# Die Aufgabe
Gib aus dem Text über Krisen in Organisationen den Teil zwischen „Krise ist ein psychologischer“ und „ins Wanken gerät.“ wortgetreu wieder, beide Stellen eingeschlossen.

# Ausgewählter Abschnitt
◇ ◇ ◇ ◇ ◇
Krise ist ein großes Wort. Eines, das in Organisationen schnell fällt: wenn Quartalszahlen enttäuschen, wenn Teams dysfunktional werden, wenn Mitarbeitende innerlich kündigen. Aber das, was wir oft als Krise bezeichnen, ist meist noch ein Problem – unangenehm, aber lösbar.
Eine echte Krise beginnt dort, wo das alte Denken versagt. Wo das vertraute „So machen wir das immer“ plötzlich nichts mehr bringt. Wo die bisherigen Bewältigungsstrategien ins Leere laufen.
Eine Krise ist kein Problem. Sie ist etwas anderes. Tiefer. Persönlicher. Und sie ist kein „Change light“. Sondern ein Zustand, in dem man nicht mehr zurück – aber auch noch nicht weiter kann.
Krise ist ein psychologischer Ausnahmezustand
In der Krise funktioniert die Organisation nicht mehr wie gewohnt – aber auch der Mensch nicht. Orientierung, Sicherheit, Selbstwirksamkeit: alles steht infrage. Die kognitive Welt bröckelt, das emotionale System rebelliert, der Körper fährt hoch oder schaltet ab. Und das gilt nicht nur für Einzelne, sondern systemisch: ganze Teams, ganze Unternehmen können in kollektive Überforderung kippen. Besonders dann, wenn die Führung ins Wanken gerät.
Krisen sind keine Wachstumsmomente per se. Sie können zum Wendepunkt werden. Aber sie können auch in den Untergang führen. Oder in die Chronifizierung – ein zäher Zustand ständiger Alarmbereitschaft, in dem Organisationen über Jahre hinweg nicht mehr aus dem Krisenmodus herausfinden. Entscheidungsträgheit, Sinnverlust, Beziehungserosion – all das sind Signaturen einer Krise, die sich nicht mehr ablösen lässt.
◇ ◇ ◇ ◇ ◇
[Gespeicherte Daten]
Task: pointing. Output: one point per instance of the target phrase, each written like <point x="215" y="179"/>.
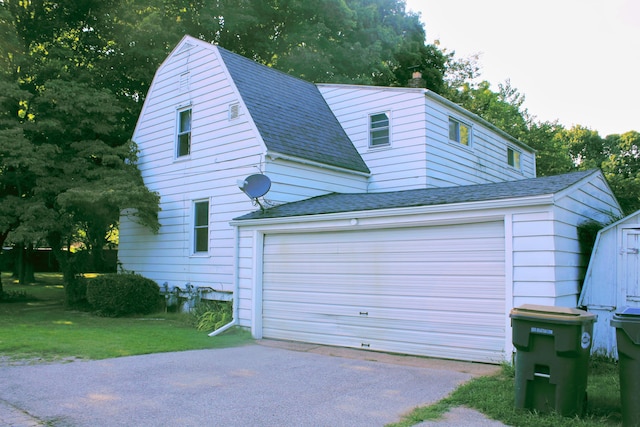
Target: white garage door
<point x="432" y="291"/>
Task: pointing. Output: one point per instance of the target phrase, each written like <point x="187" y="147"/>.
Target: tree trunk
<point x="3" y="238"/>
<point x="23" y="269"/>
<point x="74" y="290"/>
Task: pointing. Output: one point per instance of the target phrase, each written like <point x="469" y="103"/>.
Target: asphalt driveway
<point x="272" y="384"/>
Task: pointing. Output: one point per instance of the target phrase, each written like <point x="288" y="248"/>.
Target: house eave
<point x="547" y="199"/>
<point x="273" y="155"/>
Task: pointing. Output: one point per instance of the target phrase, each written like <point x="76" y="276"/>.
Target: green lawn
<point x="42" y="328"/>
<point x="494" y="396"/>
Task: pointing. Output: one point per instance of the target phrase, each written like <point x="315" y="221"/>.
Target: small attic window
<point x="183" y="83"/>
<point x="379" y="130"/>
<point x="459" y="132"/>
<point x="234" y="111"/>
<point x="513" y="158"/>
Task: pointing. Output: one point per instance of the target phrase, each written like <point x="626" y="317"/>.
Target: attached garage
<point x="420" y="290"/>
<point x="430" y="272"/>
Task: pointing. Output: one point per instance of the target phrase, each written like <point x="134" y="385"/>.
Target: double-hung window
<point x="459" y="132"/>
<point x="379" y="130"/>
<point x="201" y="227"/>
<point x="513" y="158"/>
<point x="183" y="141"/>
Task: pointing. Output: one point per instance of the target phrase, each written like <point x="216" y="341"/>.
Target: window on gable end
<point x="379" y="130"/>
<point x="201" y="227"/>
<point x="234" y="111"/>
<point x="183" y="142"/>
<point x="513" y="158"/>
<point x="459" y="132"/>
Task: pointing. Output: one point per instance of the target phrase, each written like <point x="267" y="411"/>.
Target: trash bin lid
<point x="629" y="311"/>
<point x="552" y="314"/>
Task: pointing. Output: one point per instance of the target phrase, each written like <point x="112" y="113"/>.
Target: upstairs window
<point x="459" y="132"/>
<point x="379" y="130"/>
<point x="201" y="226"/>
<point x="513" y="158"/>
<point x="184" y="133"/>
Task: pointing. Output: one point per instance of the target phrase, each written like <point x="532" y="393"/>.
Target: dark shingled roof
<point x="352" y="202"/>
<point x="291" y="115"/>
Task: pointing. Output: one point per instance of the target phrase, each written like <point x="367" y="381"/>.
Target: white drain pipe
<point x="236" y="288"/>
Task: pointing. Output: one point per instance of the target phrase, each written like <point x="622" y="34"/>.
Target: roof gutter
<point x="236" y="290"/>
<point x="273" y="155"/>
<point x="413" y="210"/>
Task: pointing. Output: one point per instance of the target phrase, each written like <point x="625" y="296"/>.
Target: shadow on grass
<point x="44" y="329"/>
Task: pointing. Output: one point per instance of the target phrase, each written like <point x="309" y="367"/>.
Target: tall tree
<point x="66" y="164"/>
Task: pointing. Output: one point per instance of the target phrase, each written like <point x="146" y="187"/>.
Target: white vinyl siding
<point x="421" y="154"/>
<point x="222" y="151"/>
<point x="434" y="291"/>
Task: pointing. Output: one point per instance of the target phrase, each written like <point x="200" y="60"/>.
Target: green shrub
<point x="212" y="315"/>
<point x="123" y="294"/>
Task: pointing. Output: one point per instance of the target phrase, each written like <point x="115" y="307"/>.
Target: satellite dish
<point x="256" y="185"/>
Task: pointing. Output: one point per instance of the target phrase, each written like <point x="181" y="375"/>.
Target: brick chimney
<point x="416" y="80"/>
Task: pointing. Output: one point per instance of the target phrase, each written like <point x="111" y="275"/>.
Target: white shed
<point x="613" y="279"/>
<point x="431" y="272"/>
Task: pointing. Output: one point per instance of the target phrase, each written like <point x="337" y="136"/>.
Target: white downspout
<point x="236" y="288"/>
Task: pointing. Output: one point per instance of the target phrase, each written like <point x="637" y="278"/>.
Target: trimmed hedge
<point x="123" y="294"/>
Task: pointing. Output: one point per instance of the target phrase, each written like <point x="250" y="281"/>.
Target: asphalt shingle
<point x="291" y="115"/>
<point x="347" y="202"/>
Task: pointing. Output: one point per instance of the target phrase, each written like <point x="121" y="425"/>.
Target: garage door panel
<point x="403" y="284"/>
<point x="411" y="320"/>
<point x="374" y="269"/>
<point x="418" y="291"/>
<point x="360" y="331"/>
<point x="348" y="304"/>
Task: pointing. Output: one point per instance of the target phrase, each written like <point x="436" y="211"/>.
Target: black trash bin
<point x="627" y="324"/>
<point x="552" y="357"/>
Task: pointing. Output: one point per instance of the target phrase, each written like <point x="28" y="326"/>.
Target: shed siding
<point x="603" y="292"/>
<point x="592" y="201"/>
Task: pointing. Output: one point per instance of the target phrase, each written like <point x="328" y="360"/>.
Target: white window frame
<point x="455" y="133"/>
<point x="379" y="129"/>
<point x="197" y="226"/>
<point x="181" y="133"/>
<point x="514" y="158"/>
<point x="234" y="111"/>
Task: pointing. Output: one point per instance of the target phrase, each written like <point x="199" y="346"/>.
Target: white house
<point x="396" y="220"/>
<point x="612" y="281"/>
◇ ◇ ◇ ◇ ◇
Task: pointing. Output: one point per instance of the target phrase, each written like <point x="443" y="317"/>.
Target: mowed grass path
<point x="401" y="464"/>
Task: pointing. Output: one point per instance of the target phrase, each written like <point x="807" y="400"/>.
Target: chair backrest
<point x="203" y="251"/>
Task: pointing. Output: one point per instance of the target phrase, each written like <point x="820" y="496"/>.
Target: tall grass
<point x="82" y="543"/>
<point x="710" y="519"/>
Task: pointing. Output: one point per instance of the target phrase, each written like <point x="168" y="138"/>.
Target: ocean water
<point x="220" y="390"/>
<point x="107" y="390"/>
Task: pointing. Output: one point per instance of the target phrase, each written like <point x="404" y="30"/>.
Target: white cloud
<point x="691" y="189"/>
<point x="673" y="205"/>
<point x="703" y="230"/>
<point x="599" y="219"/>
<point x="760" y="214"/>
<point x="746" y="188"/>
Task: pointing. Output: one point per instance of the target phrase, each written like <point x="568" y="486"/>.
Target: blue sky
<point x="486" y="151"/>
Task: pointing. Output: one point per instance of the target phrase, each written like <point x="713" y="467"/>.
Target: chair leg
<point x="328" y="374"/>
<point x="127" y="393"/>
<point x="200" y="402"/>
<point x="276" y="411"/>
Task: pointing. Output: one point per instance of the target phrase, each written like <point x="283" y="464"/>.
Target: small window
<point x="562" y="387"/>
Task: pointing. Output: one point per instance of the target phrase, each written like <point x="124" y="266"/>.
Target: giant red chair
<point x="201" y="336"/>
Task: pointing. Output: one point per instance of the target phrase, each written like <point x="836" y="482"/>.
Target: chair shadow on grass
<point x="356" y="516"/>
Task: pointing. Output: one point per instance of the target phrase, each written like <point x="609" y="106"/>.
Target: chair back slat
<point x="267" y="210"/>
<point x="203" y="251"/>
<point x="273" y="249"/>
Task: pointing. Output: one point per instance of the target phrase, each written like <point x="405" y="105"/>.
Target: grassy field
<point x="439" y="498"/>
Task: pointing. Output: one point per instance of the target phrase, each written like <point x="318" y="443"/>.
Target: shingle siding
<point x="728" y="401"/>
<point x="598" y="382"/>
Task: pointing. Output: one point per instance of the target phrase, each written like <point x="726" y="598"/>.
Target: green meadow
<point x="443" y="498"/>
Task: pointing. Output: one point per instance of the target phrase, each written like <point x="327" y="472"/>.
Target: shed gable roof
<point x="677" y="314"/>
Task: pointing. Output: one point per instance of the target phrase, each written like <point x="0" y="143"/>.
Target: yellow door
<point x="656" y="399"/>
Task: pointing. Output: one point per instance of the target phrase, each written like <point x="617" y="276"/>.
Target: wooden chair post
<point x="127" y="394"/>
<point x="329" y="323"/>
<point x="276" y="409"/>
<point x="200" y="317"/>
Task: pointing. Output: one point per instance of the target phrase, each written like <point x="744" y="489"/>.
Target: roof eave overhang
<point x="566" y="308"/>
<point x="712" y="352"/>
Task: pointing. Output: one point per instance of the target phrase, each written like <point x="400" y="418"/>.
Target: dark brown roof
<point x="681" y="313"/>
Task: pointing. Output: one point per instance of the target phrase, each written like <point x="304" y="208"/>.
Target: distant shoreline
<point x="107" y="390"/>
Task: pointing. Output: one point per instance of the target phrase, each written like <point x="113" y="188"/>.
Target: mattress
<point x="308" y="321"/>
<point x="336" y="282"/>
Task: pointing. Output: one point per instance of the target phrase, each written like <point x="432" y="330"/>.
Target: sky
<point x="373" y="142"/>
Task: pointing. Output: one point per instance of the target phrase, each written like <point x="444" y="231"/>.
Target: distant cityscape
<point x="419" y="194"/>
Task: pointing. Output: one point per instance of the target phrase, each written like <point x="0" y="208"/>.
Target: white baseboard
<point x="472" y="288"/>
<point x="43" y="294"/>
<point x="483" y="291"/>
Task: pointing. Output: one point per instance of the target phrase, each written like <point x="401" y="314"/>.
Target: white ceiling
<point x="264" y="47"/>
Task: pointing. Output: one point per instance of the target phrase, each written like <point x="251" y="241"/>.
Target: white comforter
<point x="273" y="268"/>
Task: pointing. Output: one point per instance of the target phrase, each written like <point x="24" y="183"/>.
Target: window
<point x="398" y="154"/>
◇ ◇ ◇ ◇ ◇
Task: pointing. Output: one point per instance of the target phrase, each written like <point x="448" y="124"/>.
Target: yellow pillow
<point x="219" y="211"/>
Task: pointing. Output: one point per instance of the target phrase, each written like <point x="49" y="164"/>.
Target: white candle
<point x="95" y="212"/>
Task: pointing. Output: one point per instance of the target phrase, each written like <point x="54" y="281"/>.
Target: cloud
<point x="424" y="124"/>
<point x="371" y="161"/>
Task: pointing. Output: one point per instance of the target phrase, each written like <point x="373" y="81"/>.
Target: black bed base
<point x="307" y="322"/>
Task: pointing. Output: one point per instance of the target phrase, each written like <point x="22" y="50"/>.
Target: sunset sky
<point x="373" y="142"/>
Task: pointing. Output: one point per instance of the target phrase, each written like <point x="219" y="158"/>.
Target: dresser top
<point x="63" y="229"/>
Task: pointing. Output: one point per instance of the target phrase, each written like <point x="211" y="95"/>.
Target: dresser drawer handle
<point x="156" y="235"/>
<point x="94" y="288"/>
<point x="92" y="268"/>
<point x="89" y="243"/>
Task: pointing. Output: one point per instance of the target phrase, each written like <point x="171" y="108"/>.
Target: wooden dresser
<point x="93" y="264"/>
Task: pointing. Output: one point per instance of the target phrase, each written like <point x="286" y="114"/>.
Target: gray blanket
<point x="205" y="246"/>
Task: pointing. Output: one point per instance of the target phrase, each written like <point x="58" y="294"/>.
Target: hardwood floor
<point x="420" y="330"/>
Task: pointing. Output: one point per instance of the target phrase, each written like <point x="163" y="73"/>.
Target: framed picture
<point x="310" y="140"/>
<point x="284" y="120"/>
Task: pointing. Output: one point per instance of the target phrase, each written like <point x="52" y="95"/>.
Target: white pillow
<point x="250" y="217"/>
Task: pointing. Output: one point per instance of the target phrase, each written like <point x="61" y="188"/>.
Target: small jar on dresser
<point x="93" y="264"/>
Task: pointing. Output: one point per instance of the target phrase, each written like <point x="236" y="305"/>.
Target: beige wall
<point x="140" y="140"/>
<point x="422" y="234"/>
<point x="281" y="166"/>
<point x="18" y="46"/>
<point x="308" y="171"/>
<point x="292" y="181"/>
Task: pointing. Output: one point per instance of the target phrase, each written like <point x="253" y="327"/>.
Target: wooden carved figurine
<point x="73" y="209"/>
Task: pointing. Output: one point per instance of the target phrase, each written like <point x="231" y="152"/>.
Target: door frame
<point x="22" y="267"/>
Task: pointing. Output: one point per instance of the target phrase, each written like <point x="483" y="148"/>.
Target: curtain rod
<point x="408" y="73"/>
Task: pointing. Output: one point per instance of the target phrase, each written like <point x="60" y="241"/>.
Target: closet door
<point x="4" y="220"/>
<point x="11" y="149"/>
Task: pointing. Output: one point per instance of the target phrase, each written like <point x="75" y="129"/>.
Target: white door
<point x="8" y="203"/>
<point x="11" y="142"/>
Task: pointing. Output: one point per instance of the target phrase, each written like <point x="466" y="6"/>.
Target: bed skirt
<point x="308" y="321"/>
◇ ◇ ◇ ◇ ◇
# Schriftliche Lösung
Krise ist ein psychologischer Ausnahmezustand
In der Krise funktioniert die Organisation nicht mehr wie gewohnt – aber auch der Mensch nicht. Orientierung, Sicherheit, Selbstwirksamkeit: alles steht infrage. Die kognitive Welt bröckelt, das emotionale System rebelliert, der Körper fährt hoch oder schaltet ab. Und das gilt nicht nur für Einzelne, sondern systemisch: ganze Teams, ganze Unternehmen können in kollektive Überforderung kippen. Besonders dann, wenn die Führung ins Wanken gerät.